--- Recorded information Enclosed Below ---

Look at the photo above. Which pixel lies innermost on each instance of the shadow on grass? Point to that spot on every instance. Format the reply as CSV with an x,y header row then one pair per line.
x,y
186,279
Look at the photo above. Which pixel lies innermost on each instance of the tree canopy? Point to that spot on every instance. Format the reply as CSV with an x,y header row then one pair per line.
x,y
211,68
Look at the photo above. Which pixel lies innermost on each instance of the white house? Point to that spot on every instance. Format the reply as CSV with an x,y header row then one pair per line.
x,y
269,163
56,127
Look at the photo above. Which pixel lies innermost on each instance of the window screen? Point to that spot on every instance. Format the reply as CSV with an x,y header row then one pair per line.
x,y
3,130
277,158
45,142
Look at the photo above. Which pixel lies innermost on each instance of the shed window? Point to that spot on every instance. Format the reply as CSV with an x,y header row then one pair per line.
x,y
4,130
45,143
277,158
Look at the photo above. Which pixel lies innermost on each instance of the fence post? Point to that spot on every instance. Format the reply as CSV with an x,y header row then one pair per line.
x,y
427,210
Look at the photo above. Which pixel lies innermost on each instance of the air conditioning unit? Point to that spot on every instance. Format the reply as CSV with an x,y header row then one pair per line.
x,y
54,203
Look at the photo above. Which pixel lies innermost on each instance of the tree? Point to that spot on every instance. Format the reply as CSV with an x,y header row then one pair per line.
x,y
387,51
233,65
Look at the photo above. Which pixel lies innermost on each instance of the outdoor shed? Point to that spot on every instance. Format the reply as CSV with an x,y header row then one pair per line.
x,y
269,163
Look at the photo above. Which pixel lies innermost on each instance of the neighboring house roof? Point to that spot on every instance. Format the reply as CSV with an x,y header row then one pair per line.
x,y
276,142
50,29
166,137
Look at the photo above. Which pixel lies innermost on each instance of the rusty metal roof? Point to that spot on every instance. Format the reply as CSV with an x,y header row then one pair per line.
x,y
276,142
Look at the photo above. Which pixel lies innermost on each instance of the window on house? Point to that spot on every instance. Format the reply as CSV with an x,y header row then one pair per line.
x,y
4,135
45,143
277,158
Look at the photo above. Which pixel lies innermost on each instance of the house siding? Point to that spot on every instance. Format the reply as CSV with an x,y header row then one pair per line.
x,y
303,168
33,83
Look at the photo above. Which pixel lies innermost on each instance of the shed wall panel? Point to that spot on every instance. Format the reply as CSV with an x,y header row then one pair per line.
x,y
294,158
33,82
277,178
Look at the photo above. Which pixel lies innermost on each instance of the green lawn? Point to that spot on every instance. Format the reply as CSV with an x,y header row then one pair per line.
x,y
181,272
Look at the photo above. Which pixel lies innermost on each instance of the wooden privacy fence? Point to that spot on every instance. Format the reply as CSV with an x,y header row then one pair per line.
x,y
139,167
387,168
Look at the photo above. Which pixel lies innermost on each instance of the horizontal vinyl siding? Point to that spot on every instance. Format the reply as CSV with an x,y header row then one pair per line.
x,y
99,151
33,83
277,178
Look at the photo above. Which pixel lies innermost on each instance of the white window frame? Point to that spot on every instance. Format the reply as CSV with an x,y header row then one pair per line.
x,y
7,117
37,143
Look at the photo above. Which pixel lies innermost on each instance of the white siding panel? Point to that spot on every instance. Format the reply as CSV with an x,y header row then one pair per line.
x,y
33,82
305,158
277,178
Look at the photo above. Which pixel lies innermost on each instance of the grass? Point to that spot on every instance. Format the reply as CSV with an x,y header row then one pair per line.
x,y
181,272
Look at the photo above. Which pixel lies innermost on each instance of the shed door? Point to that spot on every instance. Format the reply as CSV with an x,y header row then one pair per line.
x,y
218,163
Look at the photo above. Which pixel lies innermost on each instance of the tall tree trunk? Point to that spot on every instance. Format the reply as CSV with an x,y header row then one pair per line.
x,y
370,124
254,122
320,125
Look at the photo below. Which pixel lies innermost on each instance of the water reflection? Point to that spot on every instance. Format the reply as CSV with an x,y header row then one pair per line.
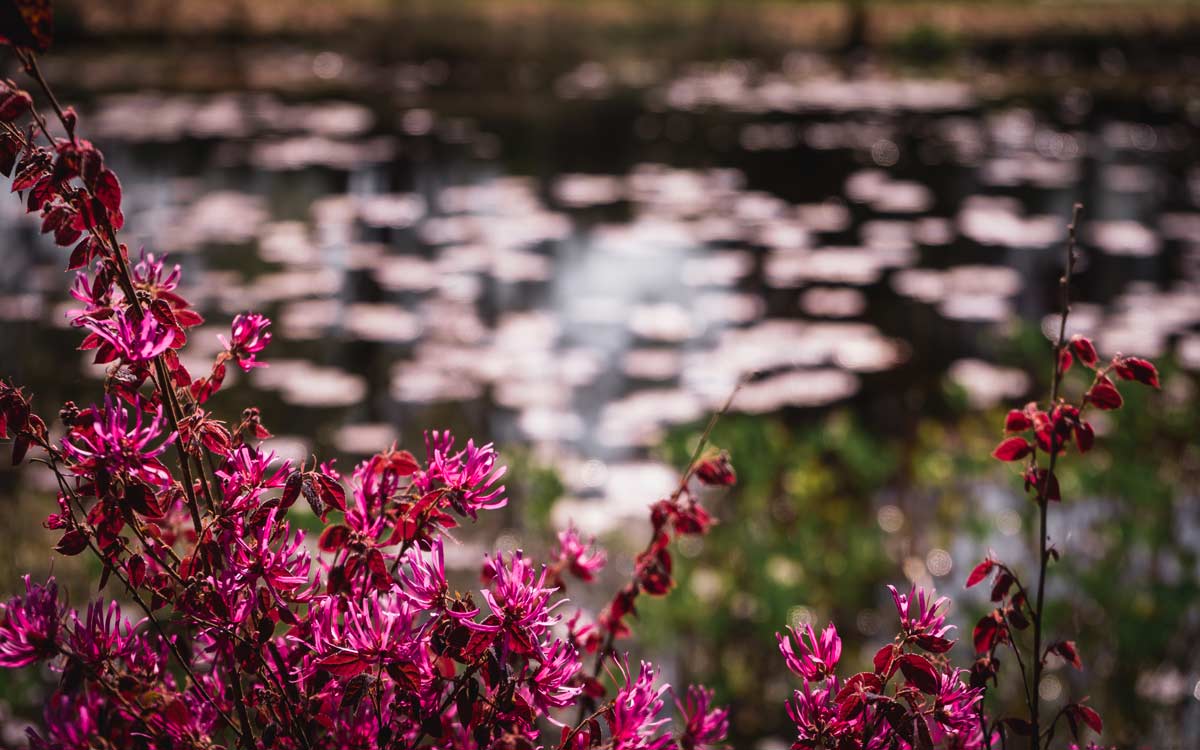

--- End of Enclosed Recorded information ---

- Try it -
Where the data contains an image, skip the image and copy everything else exactly as it appears.

- Answer to this problem -
Look at the photo above. Which pixel lies innermost on each instance of the shadow on grass? Point to that spot on every instance. Format the reply as CSV with an x,y header row then one pair per line.
x,y
186,279
Look at the photo above. Which pixel lies innermost on each instance of the tree canopy? Point to that spot on every instance. Format the reply as CSV with an x,y header row then one pair per line.
x,y
211,68
Look at the photo above. Which pixel lies innermost on each instance of the white house? Point to that spot on every instance. Format the reply as CSV with an x,y header row then one pair per line.
x,y
269,163
56,127
Look at the photo above. Which pixel lies innermost on each instance of the window screen? Point to that spot on every instance. Format the reply as CSV with an x,y header row then one pair per line.
x,y
3,130
277,158
45,142
Look at the photo above. Which pixel lies innermost on each instance of the shed window? Point to that spot on every instance. Format the reply as CSV with an x,y header row then one pair per line.
x,y
4,130
45,143
277,158
Look at the photo above. Which pixel lies innermost on each instance of the fence post? Point to that spot on every instance. Format the reply as CSV with an x,y header row then one pair per line.
x,y
427,210
Look at the photo above. Which pixel lies innermost on each instance of the air conditioning unit? Point to that spot on every instance. Format the reply as CSV with an x,y header row then one pair per line.
x,y
54,203
Look at the photo above. Which pixel lies innermost on each instance of the tree? Point to that spot on every instance. Format the reply as CSV with an x,y header row then one pair per line.
x,y
387,51
233,65
Look at the photo above. Which pixel lies innermost on each instance of the outdoor shed? Point to that spot on every instance. Format the reply as CSV with an x,y header row then one pair per line.
x,y
269,163
Look at the photo above. Which pixel lies innermost on each instance of the neighboring house roof? Point to that spot on every instance. Format the reply as CSV with an x,y header row then one pair per line.
x,y
276,142
50,29
166,137
Look at the photo above. Which pixel lies innermost on each instance of the rusty metal roof? Point to that spot on every instance. Format the reply as CSV with an x,y header row then one pair per line.
x,y
276,142
Look at the photo above. Which pixel lies innermost on each instance of the window on house? Point to that spot on every instance. Format the reply as CSV with an x,y header row then one pair per line.
x,y
4,135
45,143
277,158
Look at the photo above. Which pixel lies innermost on each instance of the house siding? Point to that spot on every instance. Format the reply as CSV with an x,y header row then one pair per line.
x,y
303,168
33,83
Look at the photo above. Which pixel lies innermost on each instance of the shed wall panel? Point to that spot on every instance. Format the reply as CSV with an x,y header row then one pair per line.
x,y
294,158
33,82
277,178
Look at the photo above. Which pixel lies innermost on each instance of the green lawn? Point to that spot on every instance. Format the reply as CSV with an x,y header row then one pair per line.
x,y
181,272
Look at the photo above. Which pixel lies innermost on each instance of the wooden privacy fence? Point to that spot on every instance. Format the reply as CSV with an x,y header row then one pair per line.
x,y
139,167
387,168
Look at the photo above. Which pixel lies innermost on each instance of the horizontal vinyl siding? Point to that spot on every instance. Format the reply as CSV with an x,y header row then one pair per line.
x,y
99,151
33,83
277,178
Look at the photo above. Which pixel lies innermost on each instance of the white window frame? Point to that spot on every instance. Format the reply as CSV with an x,y header row then one pair per line.
x,y
7,117
37,143
Look at the photo above. Which pixel lies innermost on each instance of the white siding panel? Point to that spot on every instance. Format the reply as CSV with an x,y header row then one pair per line.
x,y
33,82
305,158
277,178
Look at the photo above. Which pixel lies innermost on each instance of the grass? Point to that spot on every instance. Format the reply as CSV with an x,y header row then one pair per line.
x,y
181,272
Look at the photo above. Which pixel lies innermost on each instance of the shed door? Point to that spot on every instance. Format the reply as CSV with an x,y header row then one pair per line.
x,y
218,163
Look at the photo above. Which pixel lies innermost on each instance of the tall tree trunk? Point to that spot on every instance. Format the reply as CSV with an x,y header row then one pair per line.
x,y
370,124
254,122
320,125
Look at the photo below. Which pixel lies innermost on each instance of the water reflection? Point to that spot on every instance. Format the reply as CSV with an x,y header row then one pair per line.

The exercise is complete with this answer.